Could you reproduce only the lines from the start of the records through the line holding "[[44, 746]]", inclusive, with the requests kept in place, and shift every answer coordinate by adding 23 to each number? Leave the sample coordinates inside the requests as they are.

[Records from a data source]
--*--

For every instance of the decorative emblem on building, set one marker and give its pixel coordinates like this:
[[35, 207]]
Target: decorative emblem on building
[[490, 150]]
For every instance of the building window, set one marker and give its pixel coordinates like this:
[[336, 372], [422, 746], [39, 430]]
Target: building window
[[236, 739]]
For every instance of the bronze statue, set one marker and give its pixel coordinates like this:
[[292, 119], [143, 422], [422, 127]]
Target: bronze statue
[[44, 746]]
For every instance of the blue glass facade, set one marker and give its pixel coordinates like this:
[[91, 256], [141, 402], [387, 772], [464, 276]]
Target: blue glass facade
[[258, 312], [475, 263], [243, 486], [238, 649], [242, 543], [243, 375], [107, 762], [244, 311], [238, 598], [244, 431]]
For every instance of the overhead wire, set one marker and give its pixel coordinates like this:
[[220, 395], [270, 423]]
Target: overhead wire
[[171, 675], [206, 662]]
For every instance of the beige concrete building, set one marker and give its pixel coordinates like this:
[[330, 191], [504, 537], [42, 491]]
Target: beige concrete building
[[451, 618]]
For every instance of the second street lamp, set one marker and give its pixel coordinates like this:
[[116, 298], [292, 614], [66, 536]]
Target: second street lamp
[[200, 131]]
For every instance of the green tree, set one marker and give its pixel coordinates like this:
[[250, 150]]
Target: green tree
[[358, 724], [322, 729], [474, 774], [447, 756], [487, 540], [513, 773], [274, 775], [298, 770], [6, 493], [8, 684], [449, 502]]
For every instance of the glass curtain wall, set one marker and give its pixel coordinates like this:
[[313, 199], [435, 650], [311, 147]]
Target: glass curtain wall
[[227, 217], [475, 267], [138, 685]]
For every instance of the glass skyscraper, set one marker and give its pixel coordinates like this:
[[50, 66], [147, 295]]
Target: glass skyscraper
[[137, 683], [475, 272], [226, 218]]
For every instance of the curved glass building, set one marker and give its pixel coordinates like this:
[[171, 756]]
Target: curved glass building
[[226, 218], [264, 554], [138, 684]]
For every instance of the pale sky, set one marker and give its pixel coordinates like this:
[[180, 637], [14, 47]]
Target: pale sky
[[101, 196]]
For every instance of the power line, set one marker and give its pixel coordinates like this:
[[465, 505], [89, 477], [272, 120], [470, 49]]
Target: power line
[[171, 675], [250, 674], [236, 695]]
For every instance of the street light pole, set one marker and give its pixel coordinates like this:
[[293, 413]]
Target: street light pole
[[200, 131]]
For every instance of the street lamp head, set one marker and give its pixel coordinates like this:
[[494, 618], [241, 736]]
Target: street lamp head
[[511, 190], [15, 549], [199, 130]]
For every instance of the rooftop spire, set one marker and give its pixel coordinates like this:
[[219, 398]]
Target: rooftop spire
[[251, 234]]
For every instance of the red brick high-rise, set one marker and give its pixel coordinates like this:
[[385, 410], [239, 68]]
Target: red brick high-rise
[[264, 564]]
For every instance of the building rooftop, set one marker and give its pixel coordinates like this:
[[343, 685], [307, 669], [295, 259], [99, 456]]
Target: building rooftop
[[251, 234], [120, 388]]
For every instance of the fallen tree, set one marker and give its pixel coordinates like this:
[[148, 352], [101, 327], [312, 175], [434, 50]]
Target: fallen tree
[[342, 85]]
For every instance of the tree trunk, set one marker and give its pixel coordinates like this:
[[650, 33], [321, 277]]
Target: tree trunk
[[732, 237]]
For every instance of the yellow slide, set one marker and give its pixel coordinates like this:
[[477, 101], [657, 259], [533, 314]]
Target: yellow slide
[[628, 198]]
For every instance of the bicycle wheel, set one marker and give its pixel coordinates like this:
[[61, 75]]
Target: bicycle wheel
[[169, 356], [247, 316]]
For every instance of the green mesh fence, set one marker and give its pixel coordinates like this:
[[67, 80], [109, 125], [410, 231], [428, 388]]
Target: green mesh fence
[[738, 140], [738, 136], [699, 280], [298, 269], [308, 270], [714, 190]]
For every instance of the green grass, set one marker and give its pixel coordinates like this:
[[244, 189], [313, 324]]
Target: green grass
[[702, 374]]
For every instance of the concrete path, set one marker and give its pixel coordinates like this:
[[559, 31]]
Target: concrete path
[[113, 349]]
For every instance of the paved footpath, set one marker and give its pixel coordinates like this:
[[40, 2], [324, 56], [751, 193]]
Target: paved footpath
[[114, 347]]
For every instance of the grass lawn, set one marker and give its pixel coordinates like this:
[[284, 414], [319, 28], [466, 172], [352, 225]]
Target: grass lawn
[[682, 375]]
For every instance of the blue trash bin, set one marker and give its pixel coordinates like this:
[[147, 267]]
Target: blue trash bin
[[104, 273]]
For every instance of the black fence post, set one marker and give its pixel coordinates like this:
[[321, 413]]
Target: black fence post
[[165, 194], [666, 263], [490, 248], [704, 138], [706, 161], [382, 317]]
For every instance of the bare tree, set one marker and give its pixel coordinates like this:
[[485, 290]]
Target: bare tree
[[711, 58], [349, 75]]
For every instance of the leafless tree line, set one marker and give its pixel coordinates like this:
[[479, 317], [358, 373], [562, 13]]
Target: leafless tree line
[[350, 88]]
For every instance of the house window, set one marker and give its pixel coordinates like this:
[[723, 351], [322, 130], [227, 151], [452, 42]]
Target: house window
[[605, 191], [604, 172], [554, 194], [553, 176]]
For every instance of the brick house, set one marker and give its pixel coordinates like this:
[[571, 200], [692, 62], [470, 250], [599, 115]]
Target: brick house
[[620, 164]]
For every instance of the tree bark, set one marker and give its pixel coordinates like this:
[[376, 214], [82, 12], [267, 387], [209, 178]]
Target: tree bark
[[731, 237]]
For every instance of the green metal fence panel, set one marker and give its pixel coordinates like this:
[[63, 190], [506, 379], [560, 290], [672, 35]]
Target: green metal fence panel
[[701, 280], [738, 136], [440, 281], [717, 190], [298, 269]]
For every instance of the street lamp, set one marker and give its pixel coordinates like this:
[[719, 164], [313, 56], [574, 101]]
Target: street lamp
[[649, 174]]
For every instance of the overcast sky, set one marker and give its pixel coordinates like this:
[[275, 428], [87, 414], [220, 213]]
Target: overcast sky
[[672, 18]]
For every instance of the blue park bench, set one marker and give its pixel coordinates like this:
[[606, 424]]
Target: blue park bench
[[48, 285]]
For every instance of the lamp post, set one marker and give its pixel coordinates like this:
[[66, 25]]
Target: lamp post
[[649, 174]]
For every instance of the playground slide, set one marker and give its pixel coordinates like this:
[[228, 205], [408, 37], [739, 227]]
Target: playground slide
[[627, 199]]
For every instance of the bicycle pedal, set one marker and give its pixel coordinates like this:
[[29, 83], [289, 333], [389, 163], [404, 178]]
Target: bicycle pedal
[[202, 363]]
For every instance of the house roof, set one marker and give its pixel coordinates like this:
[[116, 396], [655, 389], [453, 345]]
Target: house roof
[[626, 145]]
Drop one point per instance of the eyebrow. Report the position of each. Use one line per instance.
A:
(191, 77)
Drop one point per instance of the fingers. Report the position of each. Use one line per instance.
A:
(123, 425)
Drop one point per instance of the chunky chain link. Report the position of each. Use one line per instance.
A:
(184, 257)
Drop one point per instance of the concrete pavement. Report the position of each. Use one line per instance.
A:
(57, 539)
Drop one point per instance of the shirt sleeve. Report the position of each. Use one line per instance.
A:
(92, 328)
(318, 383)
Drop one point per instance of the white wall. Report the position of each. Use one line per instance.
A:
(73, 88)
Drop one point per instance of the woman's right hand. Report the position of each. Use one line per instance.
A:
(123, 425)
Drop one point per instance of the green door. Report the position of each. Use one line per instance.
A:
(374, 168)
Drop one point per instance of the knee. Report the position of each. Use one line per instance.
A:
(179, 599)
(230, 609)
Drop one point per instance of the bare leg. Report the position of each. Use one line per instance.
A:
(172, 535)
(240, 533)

--*--

(TASK OUTPUT):
For every instance of the decorative emblem on building, set one marker and give its pixel coordinates like this:
[[35, 207]]
Target: decorative emblem on building
[[513, 173]]
For every instance of the building window, set one marker and give its pixel coordinates like this:
[[336, 372], [422, 746], [39, 430]]
Target: building window
[[259, 762]]
For every instance of the bronze statue, set one marker and give its pixel coordinates like this:
[[292, 119], [143, 422], [422, 127]]
Target: bronze statue
[[67, 769]]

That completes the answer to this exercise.